Written exercise: Copy every line of the listing below, requests included, and shift each polygon vertex coordinate in the answers by adding -57 to it.

------------------------------------------------------------

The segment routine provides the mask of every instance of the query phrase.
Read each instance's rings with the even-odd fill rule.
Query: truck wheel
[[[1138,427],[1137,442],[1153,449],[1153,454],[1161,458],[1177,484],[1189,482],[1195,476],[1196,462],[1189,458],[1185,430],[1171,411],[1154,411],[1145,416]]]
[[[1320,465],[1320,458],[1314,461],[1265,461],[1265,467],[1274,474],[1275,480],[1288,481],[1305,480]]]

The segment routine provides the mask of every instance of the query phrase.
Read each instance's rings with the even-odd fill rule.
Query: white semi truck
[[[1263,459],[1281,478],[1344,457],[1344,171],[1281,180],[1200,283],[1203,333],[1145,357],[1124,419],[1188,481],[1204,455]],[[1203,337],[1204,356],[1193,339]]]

------------------------------------------------------------

Response:
The segment routine provides the mask of every instance of the query phrase.
Read each instance's rings with the even-odd fill rule.
Query: truck wheel
[[[1081,370],[1080,385],[1096,392],[1096,397],[1104,401],[1120,427],[1132,425],[1138,419],[1139,405],[1132,401],[1128,373],[1114,354],[1097,354],[1088,359]]]
[[[1263,408],[1263,401],[1257,404],[1208,404],[1208,410],[1217,417],[1218,423],[1231,424],[1248,423]]]

The segment routine provides the mask of every instance of the query phrase.
Read each instance's rings with the even-odd fill rule.
Query: white semi truck
[[[1206,402],[1224,421],[1287,400],[1287,114],[1224,123],[1143,226],[1146,276],[1088,300],[1067,362],[1131,424],[1147,398]],[[1146,280],[1147,299],[1136,282]]]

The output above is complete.